▸ **Dataset entries**:
.....
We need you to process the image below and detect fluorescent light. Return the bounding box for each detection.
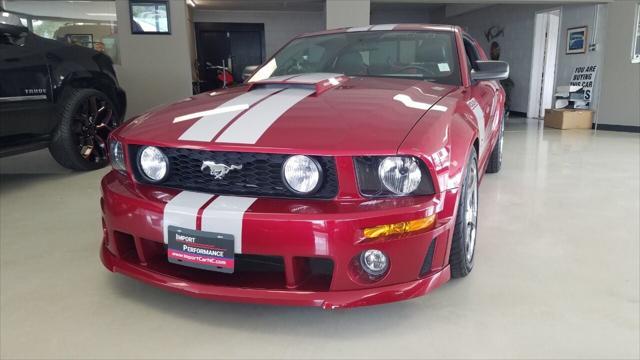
[186,0,196,7]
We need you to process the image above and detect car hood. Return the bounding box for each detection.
[118,74,456,155]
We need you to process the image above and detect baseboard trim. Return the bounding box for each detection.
[592,123,640,133]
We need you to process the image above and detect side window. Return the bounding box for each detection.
[463,38,480,71]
.....
▸ **Directions for this task**: Please print the entries exactly as they stand. Images are not part of the copy.

▸ **Your solution**:
We need you to process the image below and detect fluorescent light. Return the bounding box for each detection.
[186,0,196,7]
We need you to process the image above and detect car hood. Return the bounding box for each detection.
[118,74,456,155]
We need you to process the image above and detect baseboard trim. Return the bounding box for each detection.
[592,123,640,133]
We need you to process the image above and detect side window. Return the bounding box for each detection.
[463,38,480,71]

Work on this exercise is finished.